--- start of Reading text ---

Due to the efforts by the government and tourism board, the nation is provided with a grandiose number of events dedicated to cycling, and innumerous amounts of great cycling tracks around the island.

Is it a creative cycling approach you're after, or an intense tour? You could also pick between the top ten cycling tours of the nation, so some of the planning has already been done for you.

Also remember, before embarking on a cycling trip, to always double-check the laws and make sure you've prepared. You can find more tips for cycling in Taiwan here.

But, then again, being told and being shown are two different things, so here’s some of the most breathtaking scenery you’ll be overwhelmed by when cycling around Taiwan.

Cycling through the villages of Jialulan and Jinzun, you can experience a taste of traditional villages and tiny towns, making your way aside an astonishing view over the pacific coast. Whilst pedaling the shores, the oceanic breeze makes it ever more difficult for you to start with, in a refreshing and rebirthing push and pull.

You can stop to experience a natural wonder by visiting a tiny hill where water is running upwards! The water in the 1.8km irrigation channel from Dulan appears to flow upwards, as prescribed by the adjacent tablet with the word “Miracle” inscribed.

Check out the indigenous tribe of Pisirian. A woman rebuilt her community from scratch by taking children off the streets and introducing them to their tribal traditions of music and dance, and the skill of DIY. Together they attempt to construct a community dedicated to recycling natural waste caused by the typhoons and making something beautiful out of them. Close to here, you can also find a spot where the Eurasian plate and the Philippines tectonic plate collide in perfect unison.

The morning after, on our trip from Hualian up to the Taroko Gorge, we got lost. Maybe the beauty of cycling in an unknown island also rests in not having a clue of where you’re going and figuring it out on the way. In our serendipitous journey we discovered the beaches and dipped our feet in the freezing cold water.

--- end of Reading text ---
--- start of Information provided ---

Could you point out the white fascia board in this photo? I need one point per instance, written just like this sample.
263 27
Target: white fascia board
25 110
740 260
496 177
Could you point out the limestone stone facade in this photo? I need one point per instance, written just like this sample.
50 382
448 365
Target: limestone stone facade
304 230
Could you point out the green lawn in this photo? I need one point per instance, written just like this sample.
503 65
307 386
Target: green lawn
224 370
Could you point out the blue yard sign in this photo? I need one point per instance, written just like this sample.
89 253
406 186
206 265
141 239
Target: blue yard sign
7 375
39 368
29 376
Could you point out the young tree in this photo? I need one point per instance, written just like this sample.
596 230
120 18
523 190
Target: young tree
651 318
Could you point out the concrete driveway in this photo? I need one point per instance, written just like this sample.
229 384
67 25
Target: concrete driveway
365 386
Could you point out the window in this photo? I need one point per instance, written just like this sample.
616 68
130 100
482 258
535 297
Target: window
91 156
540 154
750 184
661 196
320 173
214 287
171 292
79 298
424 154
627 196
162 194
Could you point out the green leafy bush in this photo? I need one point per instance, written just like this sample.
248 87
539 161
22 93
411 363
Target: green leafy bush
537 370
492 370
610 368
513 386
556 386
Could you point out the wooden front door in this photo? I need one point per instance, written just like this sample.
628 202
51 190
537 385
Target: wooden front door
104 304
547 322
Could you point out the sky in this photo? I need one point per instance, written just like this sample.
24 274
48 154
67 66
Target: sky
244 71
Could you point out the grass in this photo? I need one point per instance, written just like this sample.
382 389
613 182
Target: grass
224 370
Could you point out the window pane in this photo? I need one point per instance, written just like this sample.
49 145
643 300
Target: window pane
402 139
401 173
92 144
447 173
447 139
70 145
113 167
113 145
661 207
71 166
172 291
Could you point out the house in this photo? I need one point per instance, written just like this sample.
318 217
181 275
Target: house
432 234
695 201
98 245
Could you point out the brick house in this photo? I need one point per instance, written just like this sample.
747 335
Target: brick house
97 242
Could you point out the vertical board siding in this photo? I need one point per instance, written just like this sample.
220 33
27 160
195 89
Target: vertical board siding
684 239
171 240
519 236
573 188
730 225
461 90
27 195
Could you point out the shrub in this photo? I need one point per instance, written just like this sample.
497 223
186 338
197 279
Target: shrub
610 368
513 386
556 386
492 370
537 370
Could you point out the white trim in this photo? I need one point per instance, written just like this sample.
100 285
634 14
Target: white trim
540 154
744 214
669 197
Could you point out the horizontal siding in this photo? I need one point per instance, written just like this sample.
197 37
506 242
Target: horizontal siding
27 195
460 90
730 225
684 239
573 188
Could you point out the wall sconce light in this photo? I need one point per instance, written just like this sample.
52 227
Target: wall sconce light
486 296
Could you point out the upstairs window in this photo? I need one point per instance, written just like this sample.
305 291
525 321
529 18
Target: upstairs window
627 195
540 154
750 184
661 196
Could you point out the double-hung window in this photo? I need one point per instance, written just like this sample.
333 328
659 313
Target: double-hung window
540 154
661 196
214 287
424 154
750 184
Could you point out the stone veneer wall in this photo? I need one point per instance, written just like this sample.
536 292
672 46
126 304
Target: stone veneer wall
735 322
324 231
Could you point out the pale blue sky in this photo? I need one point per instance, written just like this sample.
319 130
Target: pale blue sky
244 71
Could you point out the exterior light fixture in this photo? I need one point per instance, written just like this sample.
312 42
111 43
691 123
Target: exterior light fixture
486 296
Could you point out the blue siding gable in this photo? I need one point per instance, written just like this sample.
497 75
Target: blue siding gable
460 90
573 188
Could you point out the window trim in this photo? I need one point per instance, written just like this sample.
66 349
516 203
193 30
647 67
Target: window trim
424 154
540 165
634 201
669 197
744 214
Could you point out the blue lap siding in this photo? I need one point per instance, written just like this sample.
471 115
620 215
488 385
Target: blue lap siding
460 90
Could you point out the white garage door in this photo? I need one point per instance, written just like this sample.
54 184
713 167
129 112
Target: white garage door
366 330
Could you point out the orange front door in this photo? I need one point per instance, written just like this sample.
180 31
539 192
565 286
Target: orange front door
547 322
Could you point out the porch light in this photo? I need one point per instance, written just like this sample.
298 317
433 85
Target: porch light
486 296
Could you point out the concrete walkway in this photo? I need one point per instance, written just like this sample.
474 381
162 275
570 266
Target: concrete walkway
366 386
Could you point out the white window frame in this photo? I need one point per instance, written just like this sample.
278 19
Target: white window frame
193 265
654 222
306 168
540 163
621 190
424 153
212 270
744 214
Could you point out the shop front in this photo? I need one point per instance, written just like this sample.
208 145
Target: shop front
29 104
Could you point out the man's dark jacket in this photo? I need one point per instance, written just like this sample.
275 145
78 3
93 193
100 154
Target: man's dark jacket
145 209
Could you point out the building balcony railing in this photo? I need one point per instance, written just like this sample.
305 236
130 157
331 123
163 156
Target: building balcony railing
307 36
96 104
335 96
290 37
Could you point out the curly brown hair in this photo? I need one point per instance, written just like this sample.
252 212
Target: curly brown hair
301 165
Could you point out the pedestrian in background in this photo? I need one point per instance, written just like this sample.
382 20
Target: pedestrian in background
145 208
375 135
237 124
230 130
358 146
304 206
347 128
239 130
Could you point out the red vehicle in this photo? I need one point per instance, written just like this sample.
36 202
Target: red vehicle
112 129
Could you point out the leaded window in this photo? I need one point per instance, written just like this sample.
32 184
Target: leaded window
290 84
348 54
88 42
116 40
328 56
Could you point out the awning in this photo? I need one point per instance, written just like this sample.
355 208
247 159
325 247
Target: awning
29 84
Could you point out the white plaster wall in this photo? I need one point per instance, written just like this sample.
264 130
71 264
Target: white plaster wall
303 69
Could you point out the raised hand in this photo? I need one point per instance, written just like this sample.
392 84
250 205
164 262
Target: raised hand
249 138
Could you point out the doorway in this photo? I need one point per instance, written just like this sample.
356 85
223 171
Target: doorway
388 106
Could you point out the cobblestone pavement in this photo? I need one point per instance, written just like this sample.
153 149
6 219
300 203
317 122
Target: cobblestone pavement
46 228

--- end of Information provided ---

> [Goal 1] Transcribe the portion of the passage on cycling in Taiwan from "Is it a creative" up to and including "done for you.".
> [Goal 2] Go on with the passage on cycling in Taiwan, picking up after its final sentence.
The lines are not required for any of the tasks.

> [Written response 1]
Is it a creative cycling approach you're after, or an intense tour? You could also pick between the top ten cycling tours of the nation, so some of the planning has already been done for you.

> [Written response 2]
Once you finally get to Taroko Gorge, rest assured that it’s worth every inch of the hype. It is nestled within the Taroko National Park, one of the nine national parks in Taiwan, and it’s a landmark gorge carved by the Liwu River. Taroko Gorge also holds one of the eight wonders of Hualien, the graceful Cimu Bridge. It is a natural habitat of incredible beauty; think Tarzan or world of the apes. The tropical forest nurtures the spirit of the island in grandiose generosity. The tips of the mountains nap in the clouds, kissing the shy rains before their departure to the ground. 

Although you cannot cycle this route specifically, another example of breathtaking scenery you can experience whilst cycling round Taiwan is the trekking trail of the Baiyang waterfall. This 2.1km trail is a popular spot for tourists, offering mesmerising views for little effort. As we spot dozens of different creatures peeking out from the bark and hopping from pistil to petal, the mountains are covered in a thick and furry layer of greenery that makes the air come alive in warm gusts between leaves.

The next trail, the most demanding and challenging (I hopped onto the van) can take you from the geographic area of Taroko Gorge up to the mountainous range in the most beautiful winding ways. Cycle the whole way up to Hehuan mountain, a 3,416-metre-high mountain in Central  Taiwan.

From here on, the scenery gets more amazing by the second. Travel to the other side of the Island up to the Yuchi Township in the Nantou County and absorb the placidity of Sun Moon Lake, the largest body of water in Taiwan.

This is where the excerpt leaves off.